» **TASK OBJECTIVE**
Copy out the items below, swapping "Detect" for "Locate" wherever it appears and leaving everything else unchanged.

___ ITEMS

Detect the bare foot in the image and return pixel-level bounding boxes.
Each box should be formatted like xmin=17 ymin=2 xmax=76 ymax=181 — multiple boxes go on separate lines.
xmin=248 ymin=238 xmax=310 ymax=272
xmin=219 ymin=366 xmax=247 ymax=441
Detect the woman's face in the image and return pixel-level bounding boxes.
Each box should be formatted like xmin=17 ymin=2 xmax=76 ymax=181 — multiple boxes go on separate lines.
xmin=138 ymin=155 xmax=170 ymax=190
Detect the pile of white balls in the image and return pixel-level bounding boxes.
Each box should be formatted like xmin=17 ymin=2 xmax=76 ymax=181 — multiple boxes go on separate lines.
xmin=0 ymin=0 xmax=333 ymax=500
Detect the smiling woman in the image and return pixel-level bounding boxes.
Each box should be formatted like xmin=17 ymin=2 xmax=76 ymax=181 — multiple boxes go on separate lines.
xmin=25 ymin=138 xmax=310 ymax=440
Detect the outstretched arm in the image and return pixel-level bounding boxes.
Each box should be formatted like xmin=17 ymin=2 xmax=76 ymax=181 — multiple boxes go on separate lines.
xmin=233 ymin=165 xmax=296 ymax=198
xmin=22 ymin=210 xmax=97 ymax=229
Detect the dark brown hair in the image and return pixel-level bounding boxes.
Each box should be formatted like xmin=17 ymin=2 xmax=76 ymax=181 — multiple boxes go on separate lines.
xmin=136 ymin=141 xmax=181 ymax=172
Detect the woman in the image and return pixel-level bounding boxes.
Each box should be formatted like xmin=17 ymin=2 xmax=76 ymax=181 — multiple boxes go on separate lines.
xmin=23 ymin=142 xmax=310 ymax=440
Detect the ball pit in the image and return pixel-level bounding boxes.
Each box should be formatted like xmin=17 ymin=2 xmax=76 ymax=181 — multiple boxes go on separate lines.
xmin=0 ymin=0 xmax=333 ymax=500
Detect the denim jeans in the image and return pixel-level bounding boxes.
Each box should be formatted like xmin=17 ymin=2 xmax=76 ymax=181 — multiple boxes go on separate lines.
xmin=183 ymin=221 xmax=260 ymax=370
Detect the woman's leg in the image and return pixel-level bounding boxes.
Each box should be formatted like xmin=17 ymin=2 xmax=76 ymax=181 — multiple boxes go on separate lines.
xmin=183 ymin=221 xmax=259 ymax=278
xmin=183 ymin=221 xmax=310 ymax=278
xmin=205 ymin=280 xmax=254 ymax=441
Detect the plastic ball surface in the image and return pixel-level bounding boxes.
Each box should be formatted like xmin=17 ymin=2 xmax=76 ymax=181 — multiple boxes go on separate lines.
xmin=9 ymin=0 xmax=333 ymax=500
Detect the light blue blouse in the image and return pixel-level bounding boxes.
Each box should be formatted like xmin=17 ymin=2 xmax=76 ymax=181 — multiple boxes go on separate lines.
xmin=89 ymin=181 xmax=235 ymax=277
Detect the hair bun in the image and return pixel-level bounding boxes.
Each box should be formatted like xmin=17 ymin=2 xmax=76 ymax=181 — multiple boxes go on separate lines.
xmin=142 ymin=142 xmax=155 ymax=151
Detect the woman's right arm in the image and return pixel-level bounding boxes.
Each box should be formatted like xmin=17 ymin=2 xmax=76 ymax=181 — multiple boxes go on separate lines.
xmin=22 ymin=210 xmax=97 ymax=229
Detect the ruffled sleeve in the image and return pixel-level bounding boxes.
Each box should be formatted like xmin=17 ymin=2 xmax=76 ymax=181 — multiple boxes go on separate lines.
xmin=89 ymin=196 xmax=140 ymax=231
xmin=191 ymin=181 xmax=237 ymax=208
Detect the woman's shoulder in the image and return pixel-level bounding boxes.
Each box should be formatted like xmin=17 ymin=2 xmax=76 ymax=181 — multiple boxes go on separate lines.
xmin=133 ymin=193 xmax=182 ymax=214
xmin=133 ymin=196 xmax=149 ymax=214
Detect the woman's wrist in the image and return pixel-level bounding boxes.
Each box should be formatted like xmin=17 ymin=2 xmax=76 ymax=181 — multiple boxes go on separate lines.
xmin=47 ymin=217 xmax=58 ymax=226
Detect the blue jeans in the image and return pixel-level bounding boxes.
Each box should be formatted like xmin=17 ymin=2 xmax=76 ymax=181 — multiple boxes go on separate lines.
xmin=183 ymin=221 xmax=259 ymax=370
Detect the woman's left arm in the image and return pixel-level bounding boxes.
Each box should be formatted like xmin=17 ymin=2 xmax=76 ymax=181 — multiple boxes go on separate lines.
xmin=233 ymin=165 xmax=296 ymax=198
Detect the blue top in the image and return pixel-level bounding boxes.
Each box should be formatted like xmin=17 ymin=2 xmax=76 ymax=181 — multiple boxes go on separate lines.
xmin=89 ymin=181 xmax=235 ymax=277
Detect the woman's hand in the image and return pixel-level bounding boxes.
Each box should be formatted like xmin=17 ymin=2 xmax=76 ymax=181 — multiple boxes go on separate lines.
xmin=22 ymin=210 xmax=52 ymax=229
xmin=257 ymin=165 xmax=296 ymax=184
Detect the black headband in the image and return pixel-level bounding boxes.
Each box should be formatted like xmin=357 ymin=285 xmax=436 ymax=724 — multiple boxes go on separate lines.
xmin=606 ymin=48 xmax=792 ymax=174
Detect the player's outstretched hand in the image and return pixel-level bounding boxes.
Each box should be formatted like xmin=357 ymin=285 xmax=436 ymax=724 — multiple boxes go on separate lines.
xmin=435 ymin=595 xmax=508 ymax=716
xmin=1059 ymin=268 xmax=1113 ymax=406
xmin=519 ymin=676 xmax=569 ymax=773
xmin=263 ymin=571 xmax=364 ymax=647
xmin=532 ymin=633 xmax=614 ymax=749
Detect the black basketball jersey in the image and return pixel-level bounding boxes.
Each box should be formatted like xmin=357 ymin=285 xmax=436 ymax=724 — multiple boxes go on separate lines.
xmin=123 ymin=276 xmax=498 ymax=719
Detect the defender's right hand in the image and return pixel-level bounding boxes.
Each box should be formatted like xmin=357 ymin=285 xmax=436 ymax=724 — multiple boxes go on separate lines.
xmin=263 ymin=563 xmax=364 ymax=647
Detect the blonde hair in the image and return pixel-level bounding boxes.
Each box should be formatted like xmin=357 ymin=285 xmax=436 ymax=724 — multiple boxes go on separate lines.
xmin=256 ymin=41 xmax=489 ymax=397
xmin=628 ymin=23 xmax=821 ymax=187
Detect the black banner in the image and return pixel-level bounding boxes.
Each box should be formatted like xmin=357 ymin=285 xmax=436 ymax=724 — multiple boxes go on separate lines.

______

» **RESULT**
Locate the bare foot in the image and return pixel-level bounding boxes.
Each box should be formatted like xmin=17 ymin=2 xmax=76 ymax=181 — multiple boxes go on separate lines.
xmin=248 ymin=238 xmax=310 ymax=272
xmin=219 ymin=366 xmax=247 ymax=441
Locate the woman's face in the image and return pixel-level bounding boxes.
Each box should be formatted like xmin=17 ymin=2 xmax=76 ymax=181 — multiple boxes go on separate lines.
xmin=138 ymin=155 xmax=170 ymax=190
Locate the pile of white balls in the image and return pixel-level bounding boxes.
Each box should be formatted like xmin=17 ymin=2 xmax=76 ymax=181 — multiple boxes go on separate lines.
xmin=0 ymin=0 xmax=333 ymax=500
Locate the smiling woman in the image and return pixel-level bounding boxes.
Each box should be formatted like xmin=17 ymin=2 xmax=76 ymax=181 — multiple boxes go on separate lines.
xmin=25 ymin=138 xmax=310 ymax=440
Locate the outstretched arm in the image and return pixel-level bounding boxes.
Each box should be formatted like xmin=17 ymin=2 xmax=76 ymax=181 — multiple boxes go on separate lines.
xmin=233 ymin=165 xmax=296 ymax=198
xmin=22 ymin=210 xmax=97 ymax=229
Locate the dark brown hair in the image and return pixel-level bounding boxes.
Each box should be formatted like xmin=17 ymin=2 xmax=76 ymax=181 — multiple boxes go on separate lines.
xmin=136 ymin=141 xmax=181 ymax=172
Locate the woman in the image and return pixel-level bounding boxes.
Each box should be formatted like xmin=17 ymin=2 xmax=76 ymax=181 — multiple boxes go on separate lines.
xmin=23 ymin=142 xmax=310 ymax=440
Locate the ball pit in the image and return pixel-level bounding boxes.
Each box should be formatted like xmin=17 ymin=2 xmax=76 ymax=181 — multiple boxes go on separate lines.
xmin=0 ymin=0 xmax=333 ymax=500
Locate the denim jeans in the image and return pixel-level bounding boxes.
Each box should be formatted like xmin=17 ymin=2 xmax=76 ymax=181 — multiple boxes go on separate lines.
xmin=183 ymin=221 xmax=260 ymax=370
Locate the woman's leg in the image and return pixel-level bounding boxes.
Each box should be formatted like xmin=17 ymin=2 xmax=76 ymax=181 — multiple boxes go on separate lines.
xmin=183 ymin=221 xmax=259 ymax=278
xmin=183 ymin=221 xmax=310 ymax=278
xmin=205 ymin=280 xmax=254 ymax=441
Locate the plastic ball surface in the image and return pixel-level bounding boxes.
Each box should be formatted like xmin=17 ymin=2 xmax=76 ymax=181 — multiple boxes go on separate lines.
xmin=9 ymin=0 xmax=333 ymax=500
Locate the light blue blouse in the image and return pixel-level bounding boxes.
Each box should be formatted like xmin=17 ymin=2 xmax=76 ymax=181 — multiple boxes go on separate lines.
xmin=89 ymin=181 xmax=235 ymax=277
Locate the hair bun in the image and return pixel-level bounding boxes.
Each box should be formatted like xmin=17 ymin=2 xmax=76 ymax=181 — multiple boxes go on separate lines.
xmin=142 ymin=142 xmax=155 ymax=151
Locate the woman's right arm in the image and return pixel-level bounding boxes.
Each box should be formatted like xmin=17 ymin=2 xmax=76 ymax=181 — multiple boxes go on separate lines.
xmin=22 ymin=210 xmax=97 ymax=229
Locate the ruffled sleeve in the image and return pixel-level bounding boxes.
Each box should be formatted like xmin=17 ymin=2 xmax=76 ymax=181 — multiple boxes go on separate lines.
xmin=89 ymin=196 xmax=140 ymax=231
xmin=191 ymin=181 xmax=237 ymax=208
Locate the woman's shoulder in the image and return pixel-level bounding boxes.
Each box should be formatted like xmin=17 ymin=2 xmax=76 ymax=181 — multiple boxes go on separate lines.
xmin=133 ymin=193 xmax=182 ymax=214
xmin=133 ymin=196 xmax=149 ymax=214
Locate the woman's wrist in the image and return pixel-level bounding boxes.
Each box should be formatted like xmin=17 ymin=2 xmax=76 ymax=181 — multiple boxes go on separate lines.
xmin=47 ymin=217 xmax=58 ymax=226
Locate the blue jeans in the image and return pixel-level bounding boxes.
Each box should be formatted like xmin=17 ymin=2 xmax=76 ymax=181 — multiple boxes go on separate lines.
xmin=183 ymin=221 xmax=259 ymax=370
Locate the woman's left arm in the image and return pixel-level bounding boxes.
Each box should be formatted like xmin=17 ymin=2 xmax=76 ymax=181 — multiple boxes go on separate lines.
xmin=233 ymin=165 xmax=296 ymax=198
Locate the blue top in the image and return pixel-level bounding boxes.
Each box should be formatted like xmin=17 ymin=2 xmax=76 ymax=181 — multiple boxes go on separate lines.
xmin=89 ymin=181 xmax=235 ymax=277
Locate the woman's hand in the image and return pixel-level bounding boxes.
Each box should be formatted like xmin=17 ymin=2 xmax=76 ymax=181 — multiple boxes go on separate lines.
xmin=22 ymin=210 xmax=52 ymax=229
xmin=257 ymin=165 xmax=296 ymax=184
Locate the black headband in the image and return pixel-level bounding boxes.
Each box should be formatted like xmin=357 ymin=285 xmax=436 ymax=724 — multiple boxes go on separate lines.
xmin=606 ymin=48 xmax=792 ymax=174
Locate the player's outstretched hand in the image and return pixel-level bounding boxes.
Each box should be formatted like xmin=357 ymin=285 xmax=436 ymax=724 — multiple boxes go on separate lines.
xmin=435 ymin=595 xmax=508 ymax=716
xmin=1059 ymin=268 xmax=1113 ymax=406
xmin=519 ymin=676 xmax=569 ymax=773
xmin=263 ymin=571 xmax=364 ymax=647
xmin=532 ymin=633 xmax=614 ymax=749
Locate the black basketball jersey in the image and return pixel-level bounding boxes.
Each box should be formatted like xmin=357 ymin=285 xmax=436 ymax=724 — multiple boxes go on separate lines.
xmin=123 ymin=276 xmax=498 ymax=719
Locate the defender's right hand in the image and return pixel-level bounding boxes.
Each box should be formatted like xmin=357 ymin=285 xmax=436 ymax=724 — multiple boxes go on separate lines.
xmin=263 ymin=563 xmax=364 ymax=647
Locate the blonde hair in the image and return pixel-level bounding boxes.
Each box should be formatted like xmin=357 ymin=285 xmax=436 ymax=724 — multiple boxes go on separate lines.
xmin=256 ymin=41 xmax=489 ymax=397
xmin=628 ymin=23 xmax=821 ymax=187
Locate the black banner in the image and return pixel-level bounding boxes.
Each box should be formatted like xmin=357 ymin=285 xmax=436 ymax=724 — multiple boxes go on separate lines.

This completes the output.